(Pointing dataset records)
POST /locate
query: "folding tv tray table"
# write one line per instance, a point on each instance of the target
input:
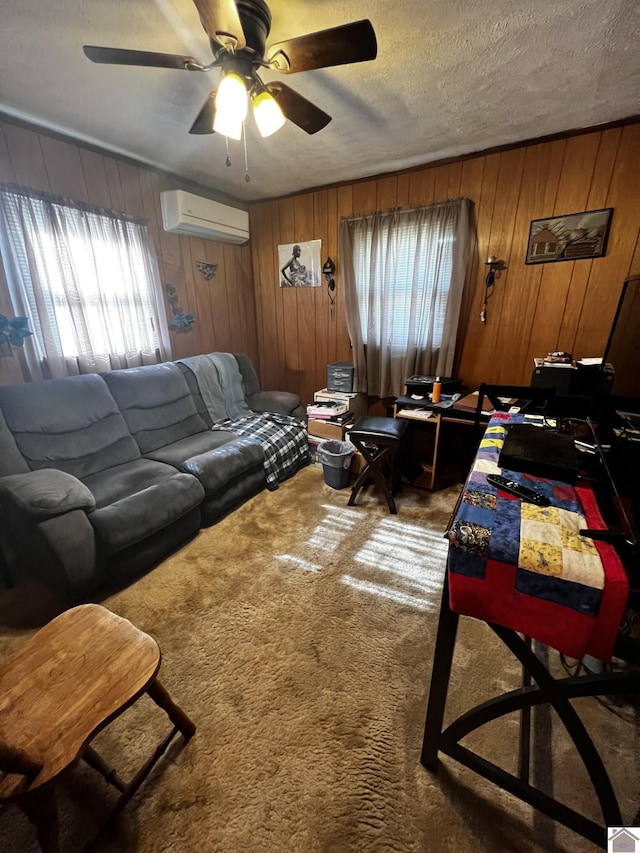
(491, 575)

BRIEF:
Print every line of the material above verbatim, omitting the pictures.

TASK SOLUTION:
POST /locate
query: "folding tv tray table"
# write one line per instance, a point on each instance of the target
input:
(491, 575)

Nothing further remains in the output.